**Aim of the exercise**
The records appear below. Set down exactly each line from the one that contains "For each instance of the patio concrete" through the last, both included.

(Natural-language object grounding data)
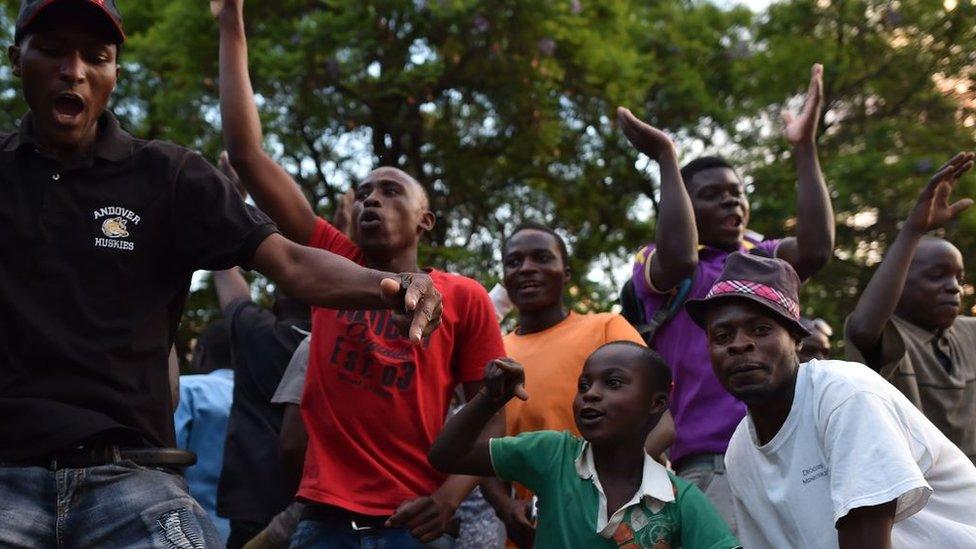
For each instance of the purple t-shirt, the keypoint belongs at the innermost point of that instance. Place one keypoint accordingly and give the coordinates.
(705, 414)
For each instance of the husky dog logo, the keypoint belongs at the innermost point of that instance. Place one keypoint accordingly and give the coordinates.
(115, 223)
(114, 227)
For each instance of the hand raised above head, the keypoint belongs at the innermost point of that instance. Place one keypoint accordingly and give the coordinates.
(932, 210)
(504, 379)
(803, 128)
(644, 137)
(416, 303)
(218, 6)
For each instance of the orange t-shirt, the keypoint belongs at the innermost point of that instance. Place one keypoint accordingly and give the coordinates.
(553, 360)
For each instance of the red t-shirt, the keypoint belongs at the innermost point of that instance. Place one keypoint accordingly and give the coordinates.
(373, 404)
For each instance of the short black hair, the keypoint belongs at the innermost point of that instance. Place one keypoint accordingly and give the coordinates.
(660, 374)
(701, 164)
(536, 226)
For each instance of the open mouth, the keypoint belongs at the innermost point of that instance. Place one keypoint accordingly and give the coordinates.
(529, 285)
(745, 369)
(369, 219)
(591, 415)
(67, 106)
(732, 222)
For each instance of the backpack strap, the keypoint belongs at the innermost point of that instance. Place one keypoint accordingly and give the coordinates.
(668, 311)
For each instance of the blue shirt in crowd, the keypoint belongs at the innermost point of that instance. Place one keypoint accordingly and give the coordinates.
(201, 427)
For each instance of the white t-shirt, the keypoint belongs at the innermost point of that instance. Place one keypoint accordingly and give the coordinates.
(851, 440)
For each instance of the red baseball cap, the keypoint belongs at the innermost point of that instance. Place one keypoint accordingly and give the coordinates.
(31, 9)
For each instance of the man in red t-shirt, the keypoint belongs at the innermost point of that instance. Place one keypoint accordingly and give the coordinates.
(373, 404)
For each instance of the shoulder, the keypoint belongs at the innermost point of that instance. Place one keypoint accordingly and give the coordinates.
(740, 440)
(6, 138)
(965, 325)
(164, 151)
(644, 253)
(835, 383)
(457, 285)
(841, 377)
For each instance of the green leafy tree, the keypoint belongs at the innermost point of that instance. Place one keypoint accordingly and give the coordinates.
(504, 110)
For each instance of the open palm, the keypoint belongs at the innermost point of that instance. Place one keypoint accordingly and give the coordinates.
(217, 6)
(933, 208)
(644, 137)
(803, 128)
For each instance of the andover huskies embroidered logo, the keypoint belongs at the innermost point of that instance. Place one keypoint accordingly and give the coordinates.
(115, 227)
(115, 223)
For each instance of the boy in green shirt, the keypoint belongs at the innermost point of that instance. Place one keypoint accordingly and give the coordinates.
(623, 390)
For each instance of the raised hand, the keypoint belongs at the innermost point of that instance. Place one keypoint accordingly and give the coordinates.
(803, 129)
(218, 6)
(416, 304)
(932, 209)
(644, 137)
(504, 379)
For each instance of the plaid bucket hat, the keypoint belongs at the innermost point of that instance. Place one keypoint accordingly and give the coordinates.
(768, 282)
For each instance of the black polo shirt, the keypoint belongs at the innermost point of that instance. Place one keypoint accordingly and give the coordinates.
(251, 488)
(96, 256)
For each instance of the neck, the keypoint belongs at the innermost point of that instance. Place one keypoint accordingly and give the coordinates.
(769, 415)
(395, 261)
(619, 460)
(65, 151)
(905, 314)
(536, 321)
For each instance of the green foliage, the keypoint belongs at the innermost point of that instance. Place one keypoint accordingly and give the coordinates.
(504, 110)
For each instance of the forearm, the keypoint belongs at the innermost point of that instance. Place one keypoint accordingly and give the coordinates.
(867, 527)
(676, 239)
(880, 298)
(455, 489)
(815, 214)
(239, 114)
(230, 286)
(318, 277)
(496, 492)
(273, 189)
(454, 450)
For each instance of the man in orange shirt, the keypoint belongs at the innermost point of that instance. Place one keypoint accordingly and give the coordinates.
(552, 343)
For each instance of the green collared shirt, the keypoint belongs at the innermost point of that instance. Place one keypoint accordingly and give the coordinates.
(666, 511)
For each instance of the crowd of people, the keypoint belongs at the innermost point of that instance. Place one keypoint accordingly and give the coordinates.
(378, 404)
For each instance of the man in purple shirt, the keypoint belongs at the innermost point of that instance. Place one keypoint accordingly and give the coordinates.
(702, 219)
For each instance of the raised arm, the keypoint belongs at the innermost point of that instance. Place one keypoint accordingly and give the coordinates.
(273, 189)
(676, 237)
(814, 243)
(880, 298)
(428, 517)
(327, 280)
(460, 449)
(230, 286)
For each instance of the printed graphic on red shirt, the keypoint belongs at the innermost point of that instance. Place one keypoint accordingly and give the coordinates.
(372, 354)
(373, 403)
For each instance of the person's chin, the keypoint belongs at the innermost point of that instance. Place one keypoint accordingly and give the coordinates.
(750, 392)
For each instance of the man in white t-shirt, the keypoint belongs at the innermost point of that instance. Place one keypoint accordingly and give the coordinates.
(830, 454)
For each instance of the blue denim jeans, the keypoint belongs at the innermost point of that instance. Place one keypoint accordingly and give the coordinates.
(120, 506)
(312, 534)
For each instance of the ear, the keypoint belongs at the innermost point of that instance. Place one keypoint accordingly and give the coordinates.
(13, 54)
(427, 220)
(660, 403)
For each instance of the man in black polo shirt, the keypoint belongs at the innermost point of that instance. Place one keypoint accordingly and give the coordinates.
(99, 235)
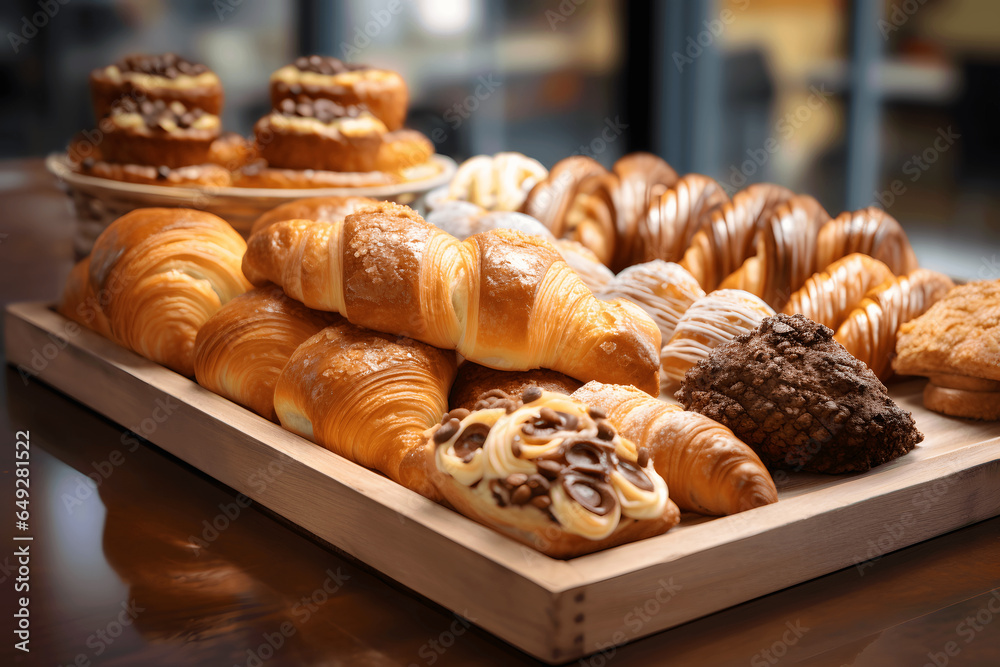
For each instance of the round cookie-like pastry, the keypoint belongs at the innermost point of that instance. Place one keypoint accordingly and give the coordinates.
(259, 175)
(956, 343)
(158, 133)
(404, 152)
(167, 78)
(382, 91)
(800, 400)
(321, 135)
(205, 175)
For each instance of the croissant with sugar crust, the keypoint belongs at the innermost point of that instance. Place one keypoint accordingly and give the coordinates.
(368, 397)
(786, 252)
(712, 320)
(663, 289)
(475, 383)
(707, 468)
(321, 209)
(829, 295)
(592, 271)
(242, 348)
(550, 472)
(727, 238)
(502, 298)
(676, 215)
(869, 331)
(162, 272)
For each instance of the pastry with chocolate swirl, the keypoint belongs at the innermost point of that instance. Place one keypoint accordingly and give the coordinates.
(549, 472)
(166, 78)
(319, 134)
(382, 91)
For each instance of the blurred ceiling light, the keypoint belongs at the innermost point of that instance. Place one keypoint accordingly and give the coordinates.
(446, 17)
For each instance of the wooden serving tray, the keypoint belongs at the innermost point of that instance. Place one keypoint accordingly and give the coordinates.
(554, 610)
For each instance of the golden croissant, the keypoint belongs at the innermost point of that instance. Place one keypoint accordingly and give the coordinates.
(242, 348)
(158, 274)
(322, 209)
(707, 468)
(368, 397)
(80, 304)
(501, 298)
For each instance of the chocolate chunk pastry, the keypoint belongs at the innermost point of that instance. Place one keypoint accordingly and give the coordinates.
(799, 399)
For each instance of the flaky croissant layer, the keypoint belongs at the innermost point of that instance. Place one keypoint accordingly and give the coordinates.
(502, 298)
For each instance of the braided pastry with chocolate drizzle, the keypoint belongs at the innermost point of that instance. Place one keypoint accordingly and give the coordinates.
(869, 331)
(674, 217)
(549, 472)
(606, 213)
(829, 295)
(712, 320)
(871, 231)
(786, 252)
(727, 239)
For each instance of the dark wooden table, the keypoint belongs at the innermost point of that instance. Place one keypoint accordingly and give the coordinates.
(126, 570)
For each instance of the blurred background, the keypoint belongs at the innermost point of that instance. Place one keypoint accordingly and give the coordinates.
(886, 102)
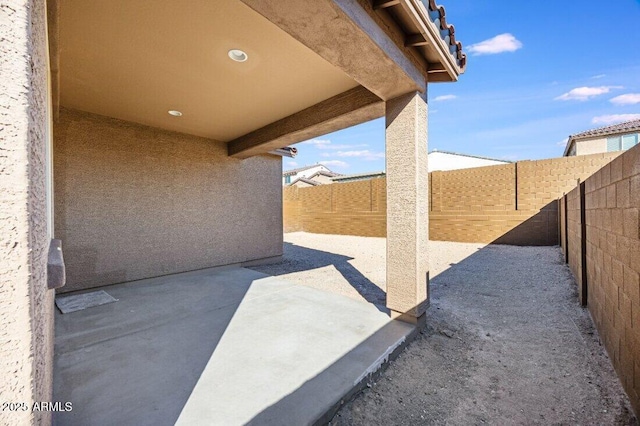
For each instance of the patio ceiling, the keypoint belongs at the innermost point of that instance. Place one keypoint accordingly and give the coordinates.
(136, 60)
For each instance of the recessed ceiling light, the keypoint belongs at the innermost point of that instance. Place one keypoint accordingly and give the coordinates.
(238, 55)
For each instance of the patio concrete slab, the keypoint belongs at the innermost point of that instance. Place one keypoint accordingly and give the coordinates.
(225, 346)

**Result of the exercise**
For each instance of the patio concrete slab, the keypoint belongs at the innermost point of that instance. Place one keypoint accordingly and give the coordinates.
(225, 346)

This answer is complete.